### [OBJECTIVE]
Rewrite the part of the data that opens with the line containing "Greenhouse-scouting task: tag the heather" and closes with the line containing "point(26, 245)", changing "green shrub" to "leafy bush" and leaving everything else as it is. Give only those lines.

[START OF INPUT RECORDS]

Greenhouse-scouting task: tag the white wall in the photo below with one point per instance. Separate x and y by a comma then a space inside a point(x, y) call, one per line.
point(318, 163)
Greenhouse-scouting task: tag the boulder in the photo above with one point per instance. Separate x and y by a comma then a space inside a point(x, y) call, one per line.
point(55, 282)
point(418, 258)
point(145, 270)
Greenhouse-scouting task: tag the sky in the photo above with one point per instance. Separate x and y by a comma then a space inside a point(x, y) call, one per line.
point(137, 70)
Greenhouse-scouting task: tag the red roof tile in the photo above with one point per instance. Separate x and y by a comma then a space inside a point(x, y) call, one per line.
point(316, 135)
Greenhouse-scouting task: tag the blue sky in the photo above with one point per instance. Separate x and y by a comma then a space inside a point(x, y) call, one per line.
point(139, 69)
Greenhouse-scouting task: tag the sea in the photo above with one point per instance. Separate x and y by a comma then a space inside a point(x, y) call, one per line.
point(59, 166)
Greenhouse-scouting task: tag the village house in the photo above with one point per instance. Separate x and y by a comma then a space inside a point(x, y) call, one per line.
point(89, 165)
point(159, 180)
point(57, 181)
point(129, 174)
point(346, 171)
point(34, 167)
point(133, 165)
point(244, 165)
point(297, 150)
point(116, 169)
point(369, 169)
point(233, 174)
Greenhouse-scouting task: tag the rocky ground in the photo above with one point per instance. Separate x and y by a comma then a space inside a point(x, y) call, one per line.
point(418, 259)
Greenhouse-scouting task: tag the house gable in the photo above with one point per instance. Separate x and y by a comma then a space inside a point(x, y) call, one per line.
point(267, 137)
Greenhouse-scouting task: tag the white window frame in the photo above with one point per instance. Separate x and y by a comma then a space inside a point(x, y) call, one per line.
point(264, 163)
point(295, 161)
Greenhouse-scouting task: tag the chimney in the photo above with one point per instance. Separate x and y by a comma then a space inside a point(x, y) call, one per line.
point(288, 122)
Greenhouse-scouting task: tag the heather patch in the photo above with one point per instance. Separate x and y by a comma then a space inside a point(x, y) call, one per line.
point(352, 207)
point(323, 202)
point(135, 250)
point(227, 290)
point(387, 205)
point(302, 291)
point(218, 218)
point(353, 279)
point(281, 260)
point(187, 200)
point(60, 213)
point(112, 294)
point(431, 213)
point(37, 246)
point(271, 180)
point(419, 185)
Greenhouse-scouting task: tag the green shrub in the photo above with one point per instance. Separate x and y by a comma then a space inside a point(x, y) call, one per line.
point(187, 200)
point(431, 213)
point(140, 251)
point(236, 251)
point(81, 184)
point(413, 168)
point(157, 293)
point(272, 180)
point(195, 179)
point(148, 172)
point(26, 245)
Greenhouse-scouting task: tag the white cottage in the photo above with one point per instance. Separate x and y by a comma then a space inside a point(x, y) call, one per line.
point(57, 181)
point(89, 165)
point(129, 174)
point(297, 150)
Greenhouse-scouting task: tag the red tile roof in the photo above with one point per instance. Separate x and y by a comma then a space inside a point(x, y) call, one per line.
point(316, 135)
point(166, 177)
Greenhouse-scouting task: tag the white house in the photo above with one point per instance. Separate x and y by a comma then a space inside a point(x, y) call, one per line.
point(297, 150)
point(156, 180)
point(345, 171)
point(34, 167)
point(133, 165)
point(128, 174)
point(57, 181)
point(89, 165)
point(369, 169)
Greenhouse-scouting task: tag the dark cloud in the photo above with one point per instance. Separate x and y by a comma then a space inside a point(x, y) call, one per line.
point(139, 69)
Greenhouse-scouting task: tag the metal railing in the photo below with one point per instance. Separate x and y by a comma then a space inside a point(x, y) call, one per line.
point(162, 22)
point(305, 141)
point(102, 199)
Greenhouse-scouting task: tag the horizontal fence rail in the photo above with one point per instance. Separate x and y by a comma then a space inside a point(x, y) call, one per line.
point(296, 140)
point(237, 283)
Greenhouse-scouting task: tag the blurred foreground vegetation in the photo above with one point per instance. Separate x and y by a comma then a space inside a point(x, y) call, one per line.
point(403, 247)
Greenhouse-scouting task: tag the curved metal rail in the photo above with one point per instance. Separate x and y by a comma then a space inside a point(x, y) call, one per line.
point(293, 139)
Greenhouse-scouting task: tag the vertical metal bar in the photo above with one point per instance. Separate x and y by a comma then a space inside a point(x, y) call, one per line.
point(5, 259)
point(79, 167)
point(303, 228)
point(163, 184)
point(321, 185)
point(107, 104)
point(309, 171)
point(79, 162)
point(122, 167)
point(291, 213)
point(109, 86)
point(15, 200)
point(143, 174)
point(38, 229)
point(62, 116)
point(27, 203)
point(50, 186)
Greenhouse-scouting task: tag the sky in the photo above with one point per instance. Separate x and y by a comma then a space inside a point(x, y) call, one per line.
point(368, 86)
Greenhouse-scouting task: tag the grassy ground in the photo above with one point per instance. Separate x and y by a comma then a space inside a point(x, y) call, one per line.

[END OF INPUT RECORDS]

### [SOLUTION]
Greenhouse-scouting task: tag the heather patch in the photo above with one point per instance. Separate x and y by a comma then a space inside a point(x, y) call, one per line.
point(352, 207)
point(323, 202)
point(135, 250)
point(227, 290)
point(387, 205)
point(302, 291)
point(218, 218)
point(353, 279)
point(281, 260)
point(187, 200)
point(60, 213)
point(112, 294)
point(431, 213)
point(37, 246)
point(271, 180)
point(419, 185)
Greenhouse-scouting task: tag the leafy bush in the photo above with one point per instance. Separate x and y by a comma then a space inside a point(x, y) call, one per line.
point(187, 200)
point(431, 213)
point(140, 251)
point(236, 251)
point(81, 184)
point(413, 168)
point(157, 293)
point(272, 180)
point(195, 179)
point(148, 172)
point(26, 245)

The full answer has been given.